== DOCUMENT SECTION ==
↓↓↓
Wednesday, April 08, 2009

Life is Leap of Faith

Of late my family has been a bit bemused or curious at the description or definition of my faith. My faith and belief in God is firm. But, I assure you, not necessarily in the way a “church” or maybe even my upbringing taught me. Although in all fairness to my mom, she didn't really instill a specific belief in me, she let me discover my beliefs myself.

The Bible, to me is a history – not a verbatim, because it told me so. I believe it was inspired by the love of God, not by his mandate. I do believe the words in red are worth their weight in gold. The Golden Rule wasn't taught by Jesus alone, I will not go to hell/purgatory/the Outer Darkness (which I don't believe in) because I have a tattoo, get shots with needles, a blood transfusion, believe in a woman's right to chose, have friends who are sexually active with their own sex, or eat meat on Fridays (Fast Food Friday's requires beef or chicken prepared in an unhealthy way.)

I can not believe in a God who hates and condemns based on birth, sanctions hate, or rewards people who loudly go to church Sunday after a night (week) of living other than rightly. I do not, absolutely refuse to, believe that God “does things to us.” To me that is a belief that is just wrong on so many levels, I am sure it works well for a multitude of churches who want their parishioners whipped into line. How can people believe they are good when they treat others unfairly, cruelly, in hatred, and believe they are above others? I cannot believe that way.
Yes, this post is all about me. It is not about you, although maybe discussions with you have made me rethink my position (which is a very good thing.) Maybe this post (and I) will anger you. Maybe it will make you think about your own personal norms, mores, and foundations. If so, excellent.

When I was in my 'tweens my little brother died. It was a surprise, because no one saw it coming. I remember the morning my father gathered us in the darkened living room to say my mother was in the hospital, and that David was not born healthy. Pinecone and I both remember him saying David was born “too blue” and with holes in his heart. My mother does not remember this. What I do know is that David's death brought us together as a family. God did not take David to make us a stronger family, God had nothing to do with his passing. But I do believe that how we reacted to his death makes all the difference in the world. There were lessons, lessons to be taken to heart, embraced, and made into my own beliefs. I honor my brother's passing with this tradition, that I should find the silver lining in all things.

To hold the sorrows and why- me's to my bosom (although a mighty bosom it be) is not me, does not make sense. I don't blithely write people off when they are done on this plane, I keep them with me daily, then are never far. But I know that passing is a part of life, it is the inevitable conclusion to birth. I know in my heart that I will see them again, they can see me now, and finally they are without pain and horror. I do not leave them any day without telling them I love them and appreciate them. For I know I may not see them again in this life.
↑↑↑
== RECORDS ==
↓↓↓
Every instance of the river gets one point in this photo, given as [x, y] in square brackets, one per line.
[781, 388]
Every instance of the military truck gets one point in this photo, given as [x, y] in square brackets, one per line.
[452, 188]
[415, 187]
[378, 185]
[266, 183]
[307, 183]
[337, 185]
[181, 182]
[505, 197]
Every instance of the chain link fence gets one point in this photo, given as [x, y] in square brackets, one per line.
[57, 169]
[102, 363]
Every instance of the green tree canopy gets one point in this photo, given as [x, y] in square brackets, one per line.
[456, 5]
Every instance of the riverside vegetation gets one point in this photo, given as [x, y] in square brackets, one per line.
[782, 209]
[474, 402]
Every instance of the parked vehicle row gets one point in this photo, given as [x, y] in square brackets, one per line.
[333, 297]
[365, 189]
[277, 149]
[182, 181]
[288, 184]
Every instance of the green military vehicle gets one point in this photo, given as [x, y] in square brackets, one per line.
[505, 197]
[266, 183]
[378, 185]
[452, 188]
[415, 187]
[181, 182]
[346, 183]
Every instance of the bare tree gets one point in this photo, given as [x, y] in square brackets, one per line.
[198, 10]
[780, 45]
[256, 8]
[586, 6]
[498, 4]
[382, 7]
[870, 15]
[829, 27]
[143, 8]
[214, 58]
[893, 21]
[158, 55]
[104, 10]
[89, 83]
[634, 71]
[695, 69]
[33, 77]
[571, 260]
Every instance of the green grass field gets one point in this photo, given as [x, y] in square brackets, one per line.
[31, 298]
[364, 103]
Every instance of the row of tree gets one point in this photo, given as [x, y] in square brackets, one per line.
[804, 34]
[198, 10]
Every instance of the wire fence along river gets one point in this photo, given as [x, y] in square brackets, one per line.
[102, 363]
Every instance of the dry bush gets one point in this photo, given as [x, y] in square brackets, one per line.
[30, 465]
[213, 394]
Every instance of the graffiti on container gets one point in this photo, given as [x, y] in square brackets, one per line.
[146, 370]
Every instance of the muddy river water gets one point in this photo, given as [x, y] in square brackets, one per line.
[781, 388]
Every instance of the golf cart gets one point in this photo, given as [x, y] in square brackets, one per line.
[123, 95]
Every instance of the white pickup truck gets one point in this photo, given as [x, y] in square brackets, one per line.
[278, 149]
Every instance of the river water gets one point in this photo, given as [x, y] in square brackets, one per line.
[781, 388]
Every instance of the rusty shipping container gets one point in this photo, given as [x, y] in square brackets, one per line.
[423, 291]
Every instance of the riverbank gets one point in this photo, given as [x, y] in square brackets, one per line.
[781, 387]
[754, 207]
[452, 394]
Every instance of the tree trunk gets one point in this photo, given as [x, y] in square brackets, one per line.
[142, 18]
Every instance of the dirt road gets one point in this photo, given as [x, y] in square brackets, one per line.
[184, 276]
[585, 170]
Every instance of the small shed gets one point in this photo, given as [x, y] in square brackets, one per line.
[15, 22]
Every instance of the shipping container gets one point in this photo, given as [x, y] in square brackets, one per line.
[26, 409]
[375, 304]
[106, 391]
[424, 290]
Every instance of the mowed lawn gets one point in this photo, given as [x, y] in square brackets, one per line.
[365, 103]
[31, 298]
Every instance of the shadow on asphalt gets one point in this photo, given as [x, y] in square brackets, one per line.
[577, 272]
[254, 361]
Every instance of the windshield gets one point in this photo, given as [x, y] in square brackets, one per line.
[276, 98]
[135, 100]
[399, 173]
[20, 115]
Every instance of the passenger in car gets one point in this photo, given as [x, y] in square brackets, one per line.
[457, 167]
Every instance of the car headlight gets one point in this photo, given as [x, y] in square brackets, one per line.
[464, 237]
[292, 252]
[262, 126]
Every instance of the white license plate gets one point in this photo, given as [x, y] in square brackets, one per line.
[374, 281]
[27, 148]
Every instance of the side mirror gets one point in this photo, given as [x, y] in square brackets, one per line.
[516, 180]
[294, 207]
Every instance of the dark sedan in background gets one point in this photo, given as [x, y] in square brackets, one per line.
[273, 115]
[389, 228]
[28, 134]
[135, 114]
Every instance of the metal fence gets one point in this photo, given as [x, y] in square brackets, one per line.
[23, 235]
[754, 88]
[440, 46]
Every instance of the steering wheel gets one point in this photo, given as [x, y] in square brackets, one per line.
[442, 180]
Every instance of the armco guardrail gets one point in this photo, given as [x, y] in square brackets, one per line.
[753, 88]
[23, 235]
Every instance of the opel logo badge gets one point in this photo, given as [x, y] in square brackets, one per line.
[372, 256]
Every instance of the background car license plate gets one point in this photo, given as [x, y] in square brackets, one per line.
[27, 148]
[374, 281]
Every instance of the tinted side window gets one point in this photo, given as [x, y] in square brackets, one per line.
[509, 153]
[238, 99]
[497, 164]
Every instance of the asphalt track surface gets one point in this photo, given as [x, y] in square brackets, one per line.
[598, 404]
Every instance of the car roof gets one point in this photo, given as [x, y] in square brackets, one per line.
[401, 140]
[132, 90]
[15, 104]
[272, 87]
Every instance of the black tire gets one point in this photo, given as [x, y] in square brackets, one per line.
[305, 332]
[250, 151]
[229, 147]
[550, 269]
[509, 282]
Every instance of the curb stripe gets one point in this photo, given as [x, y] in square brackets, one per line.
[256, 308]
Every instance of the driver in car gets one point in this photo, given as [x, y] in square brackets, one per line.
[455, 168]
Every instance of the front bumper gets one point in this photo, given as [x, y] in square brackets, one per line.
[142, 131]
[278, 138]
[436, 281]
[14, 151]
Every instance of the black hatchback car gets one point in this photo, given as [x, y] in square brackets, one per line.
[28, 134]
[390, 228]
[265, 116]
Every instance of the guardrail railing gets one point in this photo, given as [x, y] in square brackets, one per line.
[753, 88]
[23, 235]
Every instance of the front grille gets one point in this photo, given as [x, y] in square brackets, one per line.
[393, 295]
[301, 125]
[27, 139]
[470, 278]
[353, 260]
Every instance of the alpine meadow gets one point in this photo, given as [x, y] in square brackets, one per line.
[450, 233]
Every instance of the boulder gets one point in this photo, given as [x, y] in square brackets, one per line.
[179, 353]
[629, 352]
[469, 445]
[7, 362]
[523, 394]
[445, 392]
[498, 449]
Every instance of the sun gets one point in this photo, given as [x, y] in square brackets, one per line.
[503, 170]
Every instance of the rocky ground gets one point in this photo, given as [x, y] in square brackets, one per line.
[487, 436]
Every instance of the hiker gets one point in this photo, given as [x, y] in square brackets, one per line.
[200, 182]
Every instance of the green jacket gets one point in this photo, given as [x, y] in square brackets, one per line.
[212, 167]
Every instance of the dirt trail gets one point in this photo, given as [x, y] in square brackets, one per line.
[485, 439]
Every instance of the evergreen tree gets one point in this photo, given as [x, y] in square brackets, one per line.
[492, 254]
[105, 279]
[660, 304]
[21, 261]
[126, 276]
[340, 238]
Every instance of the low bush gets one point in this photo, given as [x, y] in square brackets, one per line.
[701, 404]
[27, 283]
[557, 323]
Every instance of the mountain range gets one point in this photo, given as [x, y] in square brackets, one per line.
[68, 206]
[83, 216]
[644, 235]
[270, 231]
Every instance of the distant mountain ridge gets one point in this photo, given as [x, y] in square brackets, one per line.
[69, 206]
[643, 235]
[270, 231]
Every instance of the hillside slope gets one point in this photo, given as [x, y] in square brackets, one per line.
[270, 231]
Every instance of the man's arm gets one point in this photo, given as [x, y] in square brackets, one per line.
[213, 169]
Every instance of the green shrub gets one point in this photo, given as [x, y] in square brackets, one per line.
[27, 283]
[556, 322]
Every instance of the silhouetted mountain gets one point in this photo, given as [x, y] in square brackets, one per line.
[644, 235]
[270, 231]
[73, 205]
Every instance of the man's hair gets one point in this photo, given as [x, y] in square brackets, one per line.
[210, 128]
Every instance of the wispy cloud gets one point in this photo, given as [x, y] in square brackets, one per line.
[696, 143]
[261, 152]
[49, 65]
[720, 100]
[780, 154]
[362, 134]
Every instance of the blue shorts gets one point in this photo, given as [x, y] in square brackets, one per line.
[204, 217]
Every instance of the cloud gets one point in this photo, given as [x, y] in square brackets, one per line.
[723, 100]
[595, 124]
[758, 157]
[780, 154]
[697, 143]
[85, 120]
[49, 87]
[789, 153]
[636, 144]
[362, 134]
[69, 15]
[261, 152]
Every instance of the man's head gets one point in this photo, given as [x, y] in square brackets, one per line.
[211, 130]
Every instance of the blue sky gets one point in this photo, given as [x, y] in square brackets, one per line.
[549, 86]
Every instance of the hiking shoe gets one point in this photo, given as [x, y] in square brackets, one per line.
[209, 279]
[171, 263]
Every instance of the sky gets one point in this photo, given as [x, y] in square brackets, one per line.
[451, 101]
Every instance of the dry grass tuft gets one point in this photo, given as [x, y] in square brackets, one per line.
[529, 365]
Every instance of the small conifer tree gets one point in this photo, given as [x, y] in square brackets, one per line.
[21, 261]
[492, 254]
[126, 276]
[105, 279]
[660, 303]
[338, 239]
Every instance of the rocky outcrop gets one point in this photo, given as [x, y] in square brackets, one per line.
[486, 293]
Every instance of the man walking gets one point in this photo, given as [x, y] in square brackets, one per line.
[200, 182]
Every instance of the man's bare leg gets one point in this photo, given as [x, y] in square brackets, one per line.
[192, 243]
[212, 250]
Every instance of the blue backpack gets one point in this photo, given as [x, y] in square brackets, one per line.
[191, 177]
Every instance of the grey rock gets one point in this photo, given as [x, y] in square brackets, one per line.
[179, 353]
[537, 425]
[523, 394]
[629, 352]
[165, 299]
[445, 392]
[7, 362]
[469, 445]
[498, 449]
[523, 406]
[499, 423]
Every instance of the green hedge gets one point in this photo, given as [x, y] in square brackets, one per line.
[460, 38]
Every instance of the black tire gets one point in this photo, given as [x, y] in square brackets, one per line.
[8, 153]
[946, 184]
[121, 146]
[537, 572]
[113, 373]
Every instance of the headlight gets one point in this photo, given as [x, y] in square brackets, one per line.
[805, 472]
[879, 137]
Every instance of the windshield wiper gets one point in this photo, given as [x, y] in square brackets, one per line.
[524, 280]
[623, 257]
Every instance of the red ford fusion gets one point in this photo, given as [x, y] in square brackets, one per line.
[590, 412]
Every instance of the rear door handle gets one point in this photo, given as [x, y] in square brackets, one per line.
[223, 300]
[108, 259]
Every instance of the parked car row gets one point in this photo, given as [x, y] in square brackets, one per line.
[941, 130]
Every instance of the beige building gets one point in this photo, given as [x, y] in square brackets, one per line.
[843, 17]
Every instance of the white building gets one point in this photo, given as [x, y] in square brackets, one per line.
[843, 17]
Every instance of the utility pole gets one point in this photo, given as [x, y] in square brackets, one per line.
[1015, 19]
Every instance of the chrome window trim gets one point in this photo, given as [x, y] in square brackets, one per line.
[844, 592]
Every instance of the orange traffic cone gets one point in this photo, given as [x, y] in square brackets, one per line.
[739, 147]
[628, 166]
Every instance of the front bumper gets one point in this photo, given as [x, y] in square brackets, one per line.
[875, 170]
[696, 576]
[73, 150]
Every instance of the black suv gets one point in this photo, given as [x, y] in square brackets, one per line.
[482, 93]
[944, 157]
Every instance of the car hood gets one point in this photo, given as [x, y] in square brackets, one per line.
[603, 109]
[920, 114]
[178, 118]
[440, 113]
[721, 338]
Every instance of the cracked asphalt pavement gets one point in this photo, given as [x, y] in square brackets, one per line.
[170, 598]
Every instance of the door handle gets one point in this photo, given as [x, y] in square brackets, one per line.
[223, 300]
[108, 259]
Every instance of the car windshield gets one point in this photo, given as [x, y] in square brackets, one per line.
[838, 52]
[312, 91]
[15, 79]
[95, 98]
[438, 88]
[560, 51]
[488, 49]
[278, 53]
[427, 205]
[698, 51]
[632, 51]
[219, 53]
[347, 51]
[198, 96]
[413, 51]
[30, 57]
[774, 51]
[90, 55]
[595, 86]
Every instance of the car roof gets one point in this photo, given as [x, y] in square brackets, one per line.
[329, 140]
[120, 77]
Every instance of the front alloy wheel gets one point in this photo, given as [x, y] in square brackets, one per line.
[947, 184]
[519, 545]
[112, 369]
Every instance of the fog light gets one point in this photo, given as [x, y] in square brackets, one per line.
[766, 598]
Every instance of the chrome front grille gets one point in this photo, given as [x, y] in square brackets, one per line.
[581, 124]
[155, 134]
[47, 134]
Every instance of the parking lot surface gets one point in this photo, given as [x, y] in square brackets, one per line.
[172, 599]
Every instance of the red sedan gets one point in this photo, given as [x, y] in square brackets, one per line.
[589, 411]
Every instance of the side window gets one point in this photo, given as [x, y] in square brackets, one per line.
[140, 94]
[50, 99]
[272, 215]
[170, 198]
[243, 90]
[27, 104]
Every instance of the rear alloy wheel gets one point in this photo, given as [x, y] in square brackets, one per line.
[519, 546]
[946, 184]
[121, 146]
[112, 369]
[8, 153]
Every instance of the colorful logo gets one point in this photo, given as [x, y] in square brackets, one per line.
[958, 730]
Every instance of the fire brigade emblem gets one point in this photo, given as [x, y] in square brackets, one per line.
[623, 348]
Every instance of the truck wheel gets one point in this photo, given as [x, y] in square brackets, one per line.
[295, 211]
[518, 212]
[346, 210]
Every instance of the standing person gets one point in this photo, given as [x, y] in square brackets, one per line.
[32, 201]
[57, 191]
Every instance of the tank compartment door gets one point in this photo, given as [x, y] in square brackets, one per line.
↑↑↑
== TASK SET ==
**a.** Answer the following from the post on faith above, one line each:
(i) How does the writer describe the Bible?
(ii) Who gathered the family in the darkened living room?
(iii) What tradition does the writer use to honor the brother's passing?
**b.** Output the stretch of the post on faith from "To hold the" through "in this life.".

== RESPONSES TO THE EXERCISE ==
**a.**
(i) As a history, not a verbatim.
(ii) The writer's father.
(iii) That the writer should find the silver lining in all things.

**b.**
To hold the sorrows and why- me's to my bosom (although a mighty bosom it be) is not me, does not make sense. I don't blithely write people off when they are done on this plane, I keep them with me daily, then are never far. But I know that passing is a part of life, it is the inevitable conclusion to birth. I know in my heart that I will see them again, they can see me now, and finally they are without pain and horror. I do not leave them any day without telling them I love them and appreciate them. For I know I may not see them again in this life.